PROVIDED INFORMATION –
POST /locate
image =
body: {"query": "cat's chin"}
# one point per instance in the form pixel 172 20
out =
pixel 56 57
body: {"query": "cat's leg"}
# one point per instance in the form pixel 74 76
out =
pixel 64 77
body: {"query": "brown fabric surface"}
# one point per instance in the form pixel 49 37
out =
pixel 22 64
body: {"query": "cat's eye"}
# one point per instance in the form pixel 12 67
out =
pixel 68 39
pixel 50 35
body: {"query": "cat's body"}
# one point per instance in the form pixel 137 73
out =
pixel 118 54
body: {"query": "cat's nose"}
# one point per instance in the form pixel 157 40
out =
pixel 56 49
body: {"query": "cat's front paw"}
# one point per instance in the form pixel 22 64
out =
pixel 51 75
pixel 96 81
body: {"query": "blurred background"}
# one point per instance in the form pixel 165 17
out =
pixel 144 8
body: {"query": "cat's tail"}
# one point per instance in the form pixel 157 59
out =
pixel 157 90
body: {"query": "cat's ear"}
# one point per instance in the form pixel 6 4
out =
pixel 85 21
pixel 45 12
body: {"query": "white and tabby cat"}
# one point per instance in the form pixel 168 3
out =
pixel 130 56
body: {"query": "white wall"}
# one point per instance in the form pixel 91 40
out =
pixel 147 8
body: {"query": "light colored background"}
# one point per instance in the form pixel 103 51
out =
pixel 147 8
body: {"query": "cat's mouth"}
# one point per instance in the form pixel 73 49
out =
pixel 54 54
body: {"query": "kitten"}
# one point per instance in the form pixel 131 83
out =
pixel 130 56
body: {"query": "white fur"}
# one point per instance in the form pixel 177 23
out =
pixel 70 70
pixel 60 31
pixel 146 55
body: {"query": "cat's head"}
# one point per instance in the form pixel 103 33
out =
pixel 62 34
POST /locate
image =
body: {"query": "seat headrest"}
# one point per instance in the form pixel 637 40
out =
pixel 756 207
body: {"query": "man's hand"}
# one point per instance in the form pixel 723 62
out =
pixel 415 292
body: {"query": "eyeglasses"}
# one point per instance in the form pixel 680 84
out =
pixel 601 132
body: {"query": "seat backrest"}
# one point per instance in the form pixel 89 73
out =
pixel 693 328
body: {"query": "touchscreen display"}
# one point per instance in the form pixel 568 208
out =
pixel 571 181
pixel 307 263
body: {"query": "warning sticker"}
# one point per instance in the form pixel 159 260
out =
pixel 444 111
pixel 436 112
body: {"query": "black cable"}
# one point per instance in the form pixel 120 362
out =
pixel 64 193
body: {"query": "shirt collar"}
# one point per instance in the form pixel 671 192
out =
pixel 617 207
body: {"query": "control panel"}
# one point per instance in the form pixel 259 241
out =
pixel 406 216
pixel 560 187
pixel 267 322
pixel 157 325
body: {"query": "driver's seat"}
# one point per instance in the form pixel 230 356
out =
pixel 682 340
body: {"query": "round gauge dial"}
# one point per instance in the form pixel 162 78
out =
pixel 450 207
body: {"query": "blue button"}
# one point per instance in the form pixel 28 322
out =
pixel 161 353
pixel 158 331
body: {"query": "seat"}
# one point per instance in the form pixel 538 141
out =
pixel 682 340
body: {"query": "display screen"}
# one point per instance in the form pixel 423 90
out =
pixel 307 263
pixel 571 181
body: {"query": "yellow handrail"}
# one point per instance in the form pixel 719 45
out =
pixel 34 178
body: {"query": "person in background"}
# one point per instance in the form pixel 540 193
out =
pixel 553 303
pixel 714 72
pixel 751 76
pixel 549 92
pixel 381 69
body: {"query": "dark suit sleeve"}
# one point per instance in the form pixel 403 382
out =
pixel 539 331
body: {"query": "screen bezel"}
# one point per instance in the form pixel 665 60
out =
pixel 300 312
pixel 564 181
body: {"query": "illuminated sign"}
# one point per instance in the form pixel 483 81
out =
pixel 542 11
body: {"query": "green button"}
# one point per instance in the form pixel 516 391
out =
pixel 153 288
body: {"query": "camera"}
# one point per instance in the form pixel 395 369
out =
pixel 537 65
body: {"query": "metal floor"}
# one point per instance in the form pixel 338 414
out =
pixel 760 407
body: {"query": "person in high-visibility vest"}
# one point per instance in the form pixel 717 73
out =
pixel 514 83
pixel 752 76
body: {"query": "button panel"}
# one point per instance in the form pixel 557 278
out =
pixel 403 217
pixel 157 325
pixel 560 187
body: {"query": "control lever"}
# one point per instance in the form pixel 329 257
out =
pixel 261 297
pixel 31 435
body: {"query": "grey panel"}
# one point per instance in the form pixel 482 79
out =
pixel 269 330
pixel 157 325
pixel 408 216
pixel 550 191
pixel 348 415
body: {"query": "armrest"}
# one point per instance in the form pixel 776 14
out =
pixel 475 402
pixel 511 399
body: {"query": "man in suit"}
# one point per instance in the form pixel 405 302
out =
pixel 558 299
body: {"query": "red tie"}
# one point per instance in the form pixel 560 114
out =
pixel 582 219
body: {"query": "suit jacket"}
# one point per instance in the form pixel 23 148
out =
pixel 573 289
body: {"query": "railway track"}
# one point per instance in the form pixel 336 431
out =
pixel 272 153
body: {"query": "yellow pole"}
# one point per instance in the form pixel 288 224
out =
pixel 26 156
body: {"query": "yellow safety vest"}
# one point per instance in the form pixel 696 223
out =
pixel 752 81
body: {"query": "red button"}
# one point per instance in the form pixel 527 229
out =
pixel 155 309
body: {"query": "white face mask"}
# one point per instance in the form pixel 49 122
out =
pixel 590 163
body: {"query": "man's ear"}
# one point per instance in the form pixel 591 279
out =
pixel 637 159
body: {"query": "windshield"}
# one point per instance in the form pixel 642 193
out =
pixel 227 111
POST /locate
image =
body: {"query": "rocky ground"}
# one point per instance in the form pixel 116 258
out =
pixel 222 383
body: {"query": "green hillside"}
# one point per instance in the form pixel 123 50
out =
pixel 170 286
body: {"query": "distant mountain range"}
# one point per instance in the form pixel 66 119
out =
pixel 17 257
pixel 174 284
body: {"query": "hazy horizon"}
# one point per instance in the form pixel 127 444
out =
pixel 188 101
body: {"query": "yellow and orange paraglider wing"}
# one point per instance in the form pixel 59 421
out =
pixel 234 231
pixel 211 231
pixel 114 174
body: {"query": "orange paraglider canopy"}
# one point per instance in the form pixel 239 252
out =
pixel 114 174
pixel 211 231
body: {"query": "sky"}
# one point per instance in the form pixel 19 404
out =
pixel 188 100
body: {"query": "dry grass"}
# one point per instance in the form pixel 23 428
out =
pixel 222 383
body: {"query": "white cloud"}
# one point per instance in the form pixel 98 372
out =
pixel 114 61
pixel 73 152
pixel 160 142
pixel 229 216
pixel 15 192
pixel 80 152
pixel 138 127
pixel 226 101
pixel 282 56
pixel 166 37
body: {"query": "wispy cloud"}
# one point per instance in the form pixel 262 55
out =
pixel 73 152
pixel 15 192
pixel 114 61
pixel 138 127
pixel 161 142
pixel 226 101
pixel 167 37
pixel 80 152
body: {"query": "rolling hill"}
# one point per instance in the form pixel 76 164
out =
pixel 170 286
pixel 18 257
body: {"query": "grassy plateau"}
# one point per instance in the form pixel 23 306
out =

WHAT YOU NEED TO DO – Print all of the entries exactly, leaving nothing out.

SOLUTION TO THIS PROBLEM –
POST /locate
image =
body: {"query": "cat's chin"}
# one point per instance in the form pixel 172 20
out =
pixel 56 57
body: {"query": "cat's leg"}
# one point per instance in the form pixel 74 76
out =
pixel 64 77
body: {"query": "brown fabric surface"}
# one point per instance in the form pixel 49 37
out =
pixel 22 64
body: {"query": "cat's eye"}
# one point per instance in the form pixel 12 67
out =
pixel 68 39
pixel 50 35
body: {"query": "cat's body"}
# one point per instance in the form pixel 137 73
out =
pixel 118 54
body: {"query": "cat's nose"}
# one point per instance in the form pixel 157 40
out =
pixel 56 49
body: {"query": "cat's front paw"}
# one point per instance in the form pixel 22 64
out =
pixel 51 75
pixel 96 81
body: {"query": "blurred background"}
# one point per instance in the form pixel 165 17
out =
pixel 144 8
body: {"query": "cat's tail"}
# one point per instance in the form pixel 157 59
out =
pixel 157 90
body: {"query": "cat's ear"}
# one point per instance in the form pixel 6 4
out =
pixel 85 21
pixel 45 12
body: {"query": "white and tabby cat"}
# one point per instance in the form pixel 168 3
out =
pixel 130 56
body: {"query": "white wall"}
# one point per instance in the form pixel 91 40
out =
pixel 147 8
body: {"query": "light colored background"}
# one point per instance in the form pixel 103 51
out =
pixel 147 8
body: {"query": "cat's mouth"}
# one point per instance in the form pixel 73 49
out =
pixel 54 54
body: {"query": "kitten"}
# one point per instance in the form pixel 131 83
out =
pixel 130 56
body: {"query": "white fur"}
# one point per instance in the form pixel 177 23
out =
pixel 70 70
pixel 60 31
pixel 146 55
body: {"query": "cat's head"}
# one point per instance in the form pixel 103 33
out =
pixel 62 34
POST /locate
image =
body: {"query": "seat headrest"}
# one point per instance in the form pixel 637 40
out =
pixel 756 207
body: {"query": "man's hand"}
# one point per instance in the form pixel 723 62
out =
pixel 415 292
body: {"query": "eyeglasses"}
# one point per instance in the form pixel 680 84
out =
pixel 601 132
body: {"query": "seat backrest"}
# one point per instance in the form pixel 89 73
out =
pixel 693 328
body: {"query": "touchscreen display"}
# one point per instance in the form pixel 568 208
out =
pixel 571 181
pixel 307 263
body: {"query": "warning sticker"}
# one point per instance in the form pixel 159 260
out =
pixel 444 111
pixel 436 112
body: {"query": "black cable"}
# one point per instance in the form pixel 120 362
out =
pixel 64 193
body: {"query": "shirt collar"}
# one point per instance in the form pixel 671 192
out =
pixel 617 207
body: {"query": "control panel"}
# one point per instance in the form pixel 259 241
out =
pixel 406 216
pixel 560 187
pixel 267 322
pixel 157 325
body: {"query": "driver's seat"}
# one point per instance in the form pixel 230 356
out =
pixel 682 340
body: {"query": "round gauge dial"}
# one point per instance in the form pixel 162 78
out =
pixel 450 207
body: {"query": "blue button"}
# one point per instance in the form pixel 28 322
out =
pixel 161 353
pixel 158 331
body: {"query": "seat"}
# one point per instance in the form pixel 538 141
out =
pixel 682 340
body: {"query": "display screen"}
# one point per instance in the form pixel 423 90
out =
pixel 307 263
pixel 571 181
body: {"query": "yellow handrail"}
# one point per instance in the form pixel 719 45
out =
pixel 34 178
body: {"query": "person in background"}
# one point per instance in the form pixel 540 193
out =
pixel 553 303
pixel 714 72
pixel 751 76
pixel 549 92
pixel 381 69
body: {"query": "dark suit sleeve"}
# one point per instance in the form pixel 403 382
out =
pixel 539 331
body: {"query": "screen bezel"}
# one point per instance in the form pixel 665 60
out =
pixel 300 312
pixel 564 181
body: {"query": "illuminated sign"}
# one point per instance in the form pixel 483 81
out =
pixel 542 11
body: {"query": "green button"}
# one point per instance in the form pixel 516 391
out =
pixel 153 288
body: {"query": "camera"}
# one point per instance in the form pixel 395 369
out =
pixel 537 65
body: {"query": "metal floor"}
# one point per instance in the form pixel 338 414
out =
pixel 760 407
body: {"query": "person in high-visibility vest"}
# one point per instance in the form pixel 717 73
out =
pixel 514 83
pixel 752 76
body: {"query": "button panel"}
# one point per instance in the form pixel 557 278
out =
pixel 403 217
pixel 157 325
pixel 560 187
body: {"query": "control lever"}
# one point per instance in the form pixel 329 257
out =
pixel 261 297
pixel 31 435
body: {"query": "grey panel"}
# one point per instance in the form pixel 482 79
out =
pixel 269 330
pixel 157 325
pixel 408 216
pixel 550 191
pixel 348 415
body: {"query": "armrest"}
# one point per instance in the form pixel 776 14
out =
pixel 475 402
pixel 511 399
body: {"query": "man in suit"}
# one point per instance in the form pixel 405 302
out =
pixel 558 299
body: {"query": "red tie"}
# one point per instance in the form pixel 560 114
out =
pixel 582 219
body: {"query": "suit jacket"}
# one point per instance in the form pixel 23 148
out =
pixel 573 289
body: {"query": "railway track"}
# one point per instance in the form pixel 336 431
out =
pixel 272 153
body: {"query": "yellow pole"}
# one point per instance in the form pixel 288 224
out =
pixel 26 156
body: {"query": "yellow safety vest"}
# one point per instance in the form pixel 696 223
out =
pixel 752 81
body: {"query": "red button"}
# one point per instance in the form pixel 527 229
out =
pixel 155 309
body: {"query": "white face mask"}
# one point per instance in the form pixel 49 122
out =
pixel 590 163
body: {"query": "man's ear"}
# one point per instance in the form pixel 591 279
out =
pixel 637 159
body: {"query": "windshield"}
# one point per instance in the form pixel 642 193
out =
pixel 227 111
POST /locate
image =
body: {"query": "rocky ground"}
# one point per instance in the form pixel 116 258
out =
pixel 222 383
body: {"query": "green hillside"}
# one point per instance in the form pixel 123 50
out =
pixel 170 286
body: {"query": "distant mountain range"}
# one point per instance in the form pixel 66 119
out =
pixel 17 257
pixel 174 284
body: {"query": "hazy horizon"}
# one point per instance in the form pixel 127 444
out =
pixel 188 101
body: {"query": "yellow and orange paraglider wing"}
# one point per instance in the form pixel 59 421
out =
pixel 234 231
pixel 211 231
pixel 114 174
body: {"query": "orange paraglider canopy"}
# one point per instance in the form pixel 239 252
out =
pixel 114 174
pixel 211 231
body: {"query": "sky"}
# one point per instance in the form pixel 19 404
out =
pixel 188 100
body: {"query": "dry grass"}
# one point per instance in the form pixel 23 428
out =
pixel 222 383
body: {"query": "white cloud"}
# one point per instance in the form pixel 98 372
out =
pixel 114 61
pixel 73 152
pixel 160 142
pixel 229 216
pixel 15 192
pixel 80 152
pixel 138 127
pixel 226 101
pixel 282 56
pixel 166 37
body: {"query": "wispy cloud"}
# one point per instance in the form pixel 262 55
out =
pixel 73 152
pixel 15 192
pixel 114 61
pixel 138 127
pixel 161 142
pixel 226 101
pixel 167 37
pixel 80 152
body: {"query": "rolling hill"}
# one point per instance in the form pixel 76 164
out =
pixel 170 286
pixel 18 257
body: {"query": "grassy plateau"}
# one point per instance in the form pixel 23 306
out =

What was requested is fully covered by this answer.